**Records to process:**
========================

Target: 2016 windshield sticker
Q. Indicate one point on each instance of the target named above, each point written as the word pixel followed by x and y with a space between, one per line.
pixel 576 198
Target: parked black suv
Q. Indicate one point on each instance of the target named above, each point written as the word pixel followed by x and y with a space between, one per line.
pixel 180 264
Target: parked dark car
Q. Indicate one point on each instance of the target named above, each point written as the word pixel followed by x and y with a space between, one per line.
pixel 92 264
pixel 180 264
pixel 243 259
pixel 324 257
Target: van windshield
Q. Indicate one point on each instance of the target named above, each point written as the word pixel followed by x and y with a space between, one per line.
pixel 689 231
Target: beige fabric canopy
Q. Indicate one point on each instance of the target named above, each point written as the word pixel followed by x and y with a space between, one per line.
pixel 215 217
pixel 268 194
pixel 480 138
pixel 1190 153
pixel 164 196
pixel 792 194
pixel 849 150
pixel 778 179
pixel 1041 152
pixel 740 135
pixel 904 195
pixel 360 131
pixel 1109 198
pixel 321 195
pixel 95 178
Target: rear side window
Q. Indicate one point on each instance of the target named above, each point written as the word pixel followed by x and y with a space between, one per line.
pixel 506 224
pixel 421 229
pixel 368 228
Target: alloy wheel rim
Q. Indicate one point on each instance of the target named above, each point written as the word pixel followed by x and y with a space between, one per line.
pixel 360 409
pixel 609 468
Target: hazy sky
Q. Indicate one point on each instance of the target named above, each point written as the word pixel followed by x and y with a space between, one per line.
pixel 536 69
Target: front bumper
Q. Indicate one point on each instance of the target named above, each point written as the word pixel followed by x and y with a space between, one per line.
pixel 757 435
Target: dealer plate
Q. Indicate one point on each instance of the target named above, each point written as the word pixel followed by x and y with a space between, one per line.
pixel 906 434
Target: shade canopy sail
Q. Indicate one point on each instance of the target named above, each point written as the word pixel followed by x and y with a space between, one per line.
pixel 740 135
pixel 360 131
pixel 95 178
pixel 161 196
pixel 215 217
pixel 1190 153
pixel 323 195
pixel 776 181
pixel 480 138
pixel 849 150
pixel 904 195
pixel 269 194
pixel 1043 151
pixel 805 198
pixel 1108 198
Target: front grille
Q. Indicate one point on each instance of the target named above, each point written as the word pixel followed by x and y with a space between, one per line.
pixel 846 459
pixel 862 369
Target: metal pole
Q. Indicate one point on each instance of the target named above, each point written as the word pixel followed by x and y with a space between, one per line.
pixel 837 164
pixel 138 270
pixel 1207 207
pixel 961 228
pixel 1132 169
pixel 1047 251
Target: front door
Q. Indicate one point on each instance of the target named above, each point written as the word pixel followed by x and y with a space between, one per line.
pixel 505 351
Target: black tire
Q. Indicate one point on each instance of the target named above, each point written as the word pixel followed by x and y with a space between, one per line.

========================

**Work to complete:** In the data above, start at the line that has "Target: van windshield", stop after the line that has "Target: rear side window", and print every line in between exactly as it stands.

**Task result:**
Target: van windshield
Q. Indicate one point on each instance of the target named above, each point written as the word pixel followed by x and y with a space between, one per line.
pixel 689 231
Target: beige fabric canopy
Q. Indicate one point on each instance of the target named above, each point written as the word pixel followed by x and y with a space between, one per line.
pixel 215 217
pixel 268 194
pixel 480 138
pixel 1190 153
pixel 164 196
pixel 792 194
pixel 849 150
pixel 778 179
pixel 1041 152
pixel 740 135
pixel 904 195
pixel 360 131
pixel 1109 198
pixel 321 195
pixel 95 178
Target: rear side window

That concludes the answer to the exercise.